● Supplied passage:
See if wood tile backsplash is best for your kitchen including what it is, different types, materials, their pros and cons, and the best design styles.
An authentic wooden backsplash made from wood is not a practical choice in the kitchen because of its vulnerability to moisture. If you choose a wooden backsplash, you will have difficulty maximizing its use since you have to be careful about liquid splashes and splatters, which you can never avoid. You will end up having a backsplash with moisture damage, and worse, a rotting one.
This is the reason why when it comes to building and designing a backsplash, tiles are considered a common choice for many homeowners. Tiles come in a variety of colors, shapes, and even textures, and when it comes to aesthetics, anything can be made into tiles. And yes, that includes wood!
If you want to make the most of the awesome characteristics of tiles but would want the natural feel and aesthetics of a wooden backsplash, the only option you have is to choose a wood tile backsplash. And to solidify this decision, exploring the world of wood-like tile backsplash is the best place to start.
What Is Wood Look Tile Backsplash?
A wood look tile backsplash simply refers to a backsplash made of tiles with an appearance of wood. You get the best of the two materials, which are the durability and flexibility of tiles and the stunning and elegant aesthetics of wood.
And the best thing about this tile backsplash is that it looks and feels like real wood that no one will really notice the difference unless they are experts. The details on the tiles are simply too precise that you get the same feeling and vibe when you’re looking at authentic wood.
This wood-look tile is the result of advancements in technology and manufacturing. And it is the ideal material to consider for your backsplash if you’re set on benefiting from the elegant and rustic aesthetics of wood without having to suffer from the drawbacks that usually come with the said material.
Here are some of the advantages from choosing a wood look tile backsplash for your kitchen:
• A variety of options to choose from: Wood tiles come in different sizes and shapes, even mosaics and other unique trims and styles, rather than just being limited to traditional sizes and shapes. This means you have more freedom to style and design the backsplash however you want.
• Can be installed in any room: It can be installed in your bathroom or kitchen and you won’t have any problem with moisture since the material you’re using is tiles but only with the aesthetics of wood.
Moisture is a problem you will encounter if you have an authentic wooden backsplash but not with a wood-like tile backsplash.
• Low maintenance: Wooden backsplash is a stunning addition to your home but the material is usually vulnerable to fire, water damage, staining, scratching, and even denting.
With wood tile types of kitchen backsplash, you won’t have this problem since tiles are durable, fire-resistant, waterproof, and resistant to staining, scratching, and denting. They are also very easy to maintain compared to authentic wood that will require you to re-seal and re-stain the material every year or every few years.

● Task goal:
Answer these questions from the wood-look tile backsplash text.
1. What weakness makes an authentic wooden backsplash impractical in the kitchen?
2. What is wood-look tile described as the result of?
3. How often does authentic wood need to be re-sealed and re-stained?
The lines after this text are not needed.

● Given information:
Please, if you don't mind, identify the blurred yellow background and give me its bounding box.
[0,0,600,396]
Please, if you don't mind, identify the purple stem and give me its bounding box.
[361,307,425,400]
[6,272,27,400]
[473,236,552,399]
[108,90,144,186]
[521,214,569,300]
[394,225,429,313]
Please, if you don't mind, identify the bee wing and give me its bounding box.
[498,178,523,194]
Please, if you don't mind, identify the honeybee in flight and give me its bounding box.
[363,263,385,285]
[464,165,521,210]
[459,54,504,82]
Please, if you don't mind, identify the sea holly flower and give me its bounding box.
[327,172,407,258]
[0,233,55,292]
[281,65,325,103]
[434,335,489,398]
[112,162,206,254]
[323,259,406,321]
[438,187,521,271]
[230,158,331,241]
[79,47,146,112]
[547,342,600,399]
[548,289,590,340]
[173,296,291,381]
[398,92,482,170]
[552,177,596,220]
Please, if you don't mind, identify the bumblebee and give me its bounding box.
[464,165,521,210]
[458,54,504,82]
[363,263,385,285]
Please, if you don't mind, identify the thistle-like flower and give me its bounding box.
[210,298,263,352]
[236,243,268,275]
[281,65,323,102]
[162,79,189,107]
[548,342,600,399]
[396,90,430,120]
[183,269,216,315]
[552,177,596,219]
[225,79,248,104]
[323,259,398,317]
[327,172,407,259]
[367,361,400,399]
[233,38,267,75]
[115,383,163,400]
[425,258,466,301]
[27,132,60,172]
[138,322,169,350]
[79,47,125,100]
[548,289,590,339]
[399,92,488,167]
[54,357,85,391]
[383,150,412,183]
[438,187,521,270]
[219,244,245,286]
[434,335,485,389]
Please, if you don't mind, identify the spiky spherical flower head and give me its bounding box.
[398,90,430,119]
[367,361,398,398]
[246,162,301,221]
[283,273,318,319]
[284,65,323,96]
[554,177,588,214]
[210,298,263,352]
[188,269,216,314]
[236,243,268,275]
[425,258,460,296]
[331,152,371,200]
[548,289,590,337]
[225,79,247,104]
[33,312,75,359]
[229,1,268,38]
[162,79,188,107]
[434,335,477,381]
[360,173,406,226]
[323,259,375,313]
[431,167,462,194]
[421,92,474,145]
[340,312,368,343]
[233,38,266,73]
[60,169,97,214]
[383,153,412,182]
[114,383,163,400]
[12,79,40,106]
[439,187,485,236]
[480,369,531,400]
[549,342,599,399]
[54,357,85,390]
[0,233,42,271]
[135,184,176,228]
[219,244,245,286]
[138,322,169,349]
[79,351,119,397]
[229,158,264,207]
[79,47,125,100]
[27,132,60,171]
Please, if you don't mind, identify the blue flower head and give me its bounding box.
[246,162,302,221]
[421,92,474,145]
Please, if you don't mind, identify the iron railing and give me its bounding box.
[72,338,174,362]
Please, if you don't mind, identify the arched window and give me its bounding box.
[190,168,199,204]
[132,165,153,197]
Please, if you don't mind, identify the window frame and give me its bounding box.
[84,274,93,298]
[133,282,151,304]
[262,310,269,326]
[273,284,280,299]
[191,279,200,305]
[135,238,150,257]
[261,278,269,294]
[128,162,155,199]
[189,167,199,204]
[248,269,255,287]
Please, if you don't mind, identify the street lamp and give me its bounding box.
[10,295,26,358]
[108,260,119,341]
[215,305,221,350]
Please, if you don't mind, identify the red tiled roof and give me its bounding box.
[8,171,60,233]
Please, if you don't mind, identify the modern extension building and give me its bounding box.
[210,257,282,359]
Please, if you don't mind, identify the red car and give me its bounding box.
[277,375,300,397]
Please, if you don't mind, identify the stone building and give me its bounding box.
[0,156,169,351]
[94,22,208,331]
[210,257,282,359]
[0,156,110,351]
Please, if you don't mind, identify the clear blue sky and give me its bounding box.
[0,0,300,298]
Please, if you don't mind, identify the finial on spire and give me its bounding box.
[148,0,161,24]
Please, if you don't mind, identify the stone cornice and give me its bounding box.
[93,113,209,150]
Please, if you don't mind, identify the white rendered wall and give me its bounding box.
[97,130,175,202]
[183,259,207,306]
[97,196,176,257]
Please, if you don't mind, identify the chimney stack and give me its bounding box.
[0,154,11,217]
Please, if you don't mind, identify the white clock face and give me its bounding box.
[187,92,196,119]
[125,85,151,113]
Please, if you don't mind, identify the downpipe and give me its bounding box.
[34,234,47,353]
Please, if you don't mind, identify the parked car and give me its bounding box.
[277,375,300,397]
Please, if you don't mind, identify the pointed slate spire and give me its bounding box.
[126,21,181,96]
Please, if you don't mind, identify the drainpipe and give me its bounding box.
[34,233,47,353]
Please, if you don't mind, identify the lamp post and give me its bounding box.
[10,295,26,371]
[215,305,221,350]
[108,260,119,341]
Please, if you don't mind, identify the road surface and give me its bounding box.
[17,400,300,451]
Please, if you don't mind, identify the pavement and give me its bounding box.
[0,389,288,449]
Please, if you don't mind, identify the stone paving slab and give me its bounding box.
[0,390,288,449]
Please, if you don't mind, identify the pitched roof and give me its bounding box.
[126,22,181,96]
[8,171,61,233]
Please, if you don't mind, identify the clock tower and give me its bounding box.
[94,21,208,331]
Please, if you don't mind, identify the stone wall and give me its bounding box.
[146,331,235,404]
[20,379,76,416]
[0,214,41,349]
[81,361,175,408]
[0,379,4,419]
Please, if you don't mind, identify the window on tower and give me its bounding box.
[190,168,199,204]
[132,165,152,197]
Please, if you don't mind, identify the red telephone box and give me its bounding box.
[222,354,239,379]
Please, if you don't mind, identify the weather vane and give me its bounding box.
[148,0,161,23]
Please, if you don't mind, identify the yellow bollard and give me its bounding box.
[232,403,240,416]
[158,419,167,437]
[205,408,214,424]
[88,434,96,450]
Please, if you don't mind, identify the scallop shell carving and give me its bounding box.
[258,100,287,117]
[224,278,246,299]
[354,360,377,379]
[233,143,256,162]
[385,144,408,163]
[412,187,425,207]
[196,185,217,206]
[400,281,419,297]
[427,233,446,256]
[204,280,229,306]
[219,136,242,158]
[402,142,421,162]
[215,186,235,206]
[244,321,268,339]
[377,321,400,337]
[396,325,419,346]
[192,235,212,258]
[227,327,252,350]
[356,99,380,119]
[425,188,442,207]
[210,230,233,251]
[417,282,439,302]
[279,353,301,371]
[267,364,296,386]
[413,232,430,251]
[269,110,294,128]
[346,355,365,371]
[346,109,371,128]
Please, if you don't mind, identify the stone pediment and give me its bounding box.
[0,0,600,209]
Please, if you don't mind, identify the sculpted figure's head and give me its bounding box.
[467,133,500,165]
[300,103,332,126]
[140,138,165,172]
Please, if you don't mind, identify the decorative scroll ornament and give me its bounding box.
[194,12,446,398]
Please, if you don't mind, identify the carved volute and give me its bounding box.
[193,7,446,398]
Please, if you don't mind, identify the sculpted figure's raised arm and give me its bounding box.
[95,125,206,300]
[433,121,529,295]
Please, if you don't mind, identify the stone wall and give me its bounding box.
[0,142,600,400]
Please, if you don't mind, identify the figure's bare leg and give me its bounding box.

● The completed task:
1. Its vulnerability to moisture.
2. Advancements in technology and manufacturing.
3. Every year or every few years.